Entries provided: Begin
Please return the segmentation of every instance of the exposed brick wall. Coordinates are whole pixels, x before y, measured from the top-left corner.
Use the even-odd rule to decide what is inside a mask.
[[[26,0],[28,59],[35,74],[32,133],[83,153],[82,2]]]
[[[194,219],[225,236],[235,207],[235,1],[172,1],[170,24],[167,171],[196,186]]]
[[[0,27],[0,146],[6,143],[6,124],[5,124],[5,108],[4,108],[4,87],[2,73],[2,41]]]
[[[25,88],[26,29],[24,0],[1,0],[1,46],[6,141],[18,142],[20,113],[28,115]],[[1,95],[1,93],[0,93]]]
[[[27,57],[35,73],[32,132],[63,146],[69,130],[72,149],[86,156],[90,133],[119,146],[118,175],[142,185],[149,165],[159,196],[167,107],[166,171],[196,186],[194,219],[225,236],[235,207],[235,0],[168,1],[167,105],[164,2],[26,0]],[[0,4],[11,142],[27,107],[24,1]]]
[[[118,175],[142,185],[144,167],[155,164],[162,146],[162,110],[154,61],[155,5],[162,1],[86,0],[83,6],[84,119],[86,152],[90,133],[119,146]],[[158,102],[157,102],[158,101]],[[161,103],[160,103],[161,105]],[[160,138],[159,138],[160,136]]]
Entries provided: End
Entries provided: Begin
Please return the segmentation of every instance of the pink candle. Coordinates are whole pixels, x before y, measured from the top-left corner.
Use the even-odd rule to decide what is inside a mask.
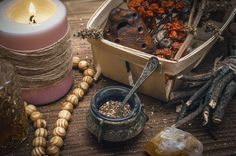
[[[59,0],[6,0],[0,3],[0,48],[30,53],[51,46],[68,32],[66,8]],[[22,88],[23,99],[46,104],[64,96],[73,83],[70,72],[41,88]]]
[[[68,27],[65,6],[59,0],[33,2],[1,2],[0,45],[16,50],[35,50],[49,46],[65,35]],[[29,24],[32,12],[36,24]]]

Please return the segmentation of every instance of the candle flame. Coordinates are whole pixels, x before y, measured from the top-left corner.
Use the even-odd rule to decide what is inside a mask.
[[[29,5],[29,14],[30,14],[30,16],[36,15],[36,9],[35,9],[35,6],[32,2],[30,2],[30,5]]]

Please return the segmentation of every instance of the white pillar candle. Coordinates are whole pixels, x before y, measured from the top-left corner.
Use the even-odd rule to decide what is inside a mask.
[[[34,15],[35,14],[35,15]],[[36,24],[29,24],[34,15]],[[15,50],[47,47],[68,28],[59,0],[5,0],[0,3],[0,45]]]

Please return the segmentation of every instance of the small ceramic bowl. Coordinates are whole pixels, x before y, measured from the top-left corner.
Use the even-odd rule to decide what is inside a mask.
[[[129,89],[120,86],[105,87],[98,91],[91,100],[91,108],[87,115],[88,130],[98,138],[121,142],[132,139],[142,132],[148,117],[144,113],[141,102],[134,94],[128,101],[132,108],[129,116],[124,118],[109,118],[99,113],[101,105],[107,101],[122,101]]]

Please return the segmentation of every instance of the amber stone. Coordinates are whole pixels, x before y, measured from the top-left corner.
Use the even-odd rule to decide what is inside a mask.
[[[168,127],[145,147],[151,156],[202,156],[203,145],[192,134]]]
Entries provided: End
Problem:
Every line above in which the word "segmentation" is present must be copied into the answer.

Response area:
Please return the segmentation of every instance of the exposed brick wall. Coordinates are whole pixels, x before y, measured from the top-left corner.
Please return the segmentation of every instance of the pink candle. Coordinates are whole pixels, x before y, measured from the top-left corner.
Please return the segmentation of every instance of the candle flame. Coordinates are whole pixels, x before y, measured from the top-left corner.
Please return the segmentation of every instance of the white pillar candle. Coordinates are whole pixels, x before y, measured from the top-left corner.
Please return the segmentation of every instance of the small ceramic bowl. Coordinates are whole pixels, x before y, measured from the top-left corner.
Please return the segmentation of every instance of the amber stone. Coordinates are whole pixels, x before y, measured from the top-left corner.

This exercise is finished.